Senin, 06 April 2015

Ati Macinnong Memilih Gubernur Sulsel

Penulis Moh Yahya Mustafa, bersama dengan Gubernur Sulsel terpilih, Syahrul Yasin Limpo, serta isteri wakil Gubernur Sulsel, Majdah Agus Arifin Numang, pada acara silaturrahim pimpinan PTS dengan Gubernur Sulsel di kantor Gubernur Sulsel, 26 Maret 2015


Pemimpin harapan masyarakat, adalah sosok yang mampu berkata benar, apa disampaikan sesuai kenyataan yang ada.  Ucapan dan kata-katanya, selalu terukur dalam takaran ucapan yang benar serta  waspada dan menjaga-jaga diri.

☆ ☆ ☆ ☆ ☆

:: SOAL TERTULIS A ::
Kumpulkan setiap baris dalam daftar yang memuat kata "covered". Perbedaan huruf besar dan kecil diperhitungkan.
Kutipan dan daftar ini tidak saling berkaitan.

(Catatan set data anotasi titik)
☆ ☆ ☆ ☆ ☆

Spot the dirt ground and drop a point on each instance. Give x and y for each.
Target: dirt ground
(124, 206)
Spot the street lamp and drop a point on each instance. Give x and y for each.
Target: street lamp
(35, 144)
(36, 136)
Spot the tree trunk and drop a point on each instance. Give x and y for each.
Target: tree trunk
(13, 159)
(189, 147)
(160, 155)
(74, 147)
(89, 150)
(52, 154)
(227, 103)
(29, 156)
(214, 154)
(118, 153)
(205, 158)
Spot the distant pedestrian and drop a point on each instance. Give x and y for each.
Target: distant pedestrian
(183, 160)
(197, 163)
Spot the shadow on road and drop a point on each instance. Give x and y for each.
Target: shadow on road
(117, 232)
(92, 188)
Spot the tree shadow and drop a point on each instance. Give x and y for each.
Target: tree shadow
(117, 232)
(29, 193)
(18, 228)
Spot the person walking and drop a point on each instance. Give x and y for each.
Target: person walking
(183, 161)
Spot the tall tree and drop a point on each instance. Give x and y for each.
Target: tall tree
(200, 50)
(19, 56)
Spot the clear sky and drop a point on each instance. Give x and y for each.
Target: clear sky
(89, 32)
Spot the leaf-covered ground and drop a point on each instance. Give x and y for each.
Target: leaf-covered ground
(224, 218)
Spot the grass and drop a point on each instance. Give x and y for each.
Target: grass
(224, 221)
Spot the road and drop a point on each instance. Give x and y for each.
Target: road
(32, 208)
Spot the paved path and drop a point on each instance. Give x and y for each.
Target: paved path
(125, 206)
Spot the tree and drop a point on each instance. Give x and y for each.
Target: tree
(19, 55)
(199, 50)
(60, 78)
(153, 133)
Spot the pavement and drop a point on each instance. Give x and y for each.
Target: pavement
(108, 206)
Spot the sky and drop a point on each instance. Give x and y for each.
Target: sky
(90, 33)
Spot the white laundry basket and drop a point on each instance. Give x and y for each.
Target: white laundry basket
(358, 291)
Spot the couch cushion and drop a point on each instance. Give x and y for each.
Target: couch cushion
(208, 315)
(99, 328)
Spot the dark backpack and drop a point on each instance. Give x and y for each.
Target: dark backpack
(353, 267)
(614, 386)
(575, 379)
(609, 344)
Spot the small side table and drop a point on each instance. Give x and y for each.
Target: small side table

☆ ☆ ☆ ☆ ☆

:: SOAL TERTULIS B ::
Berdasarkan kutipan tentang pemilihan Gubernur Sulsel, jelaskan sosok seperti apa yang disebut pemimpin harapan masyarakat.

:: PENYELESAIAN SOAL A ::
Spot the leaf-covered ground and drop a point on each instance. Give x and y for each.
Target: leaf-covered ground

:: PENYELESAIAN SOAL B ::
Pemimpin harapan masyarakat adalah sosok yang mampu berkata benar, yaitu menyampaikan sesuatu sesuai dengan kenyataan yang ada. Ucapan dan kata-katanya selalu terukur dalam takaran ucapan yang benar, disertai sikap waspada dan menjaga diri.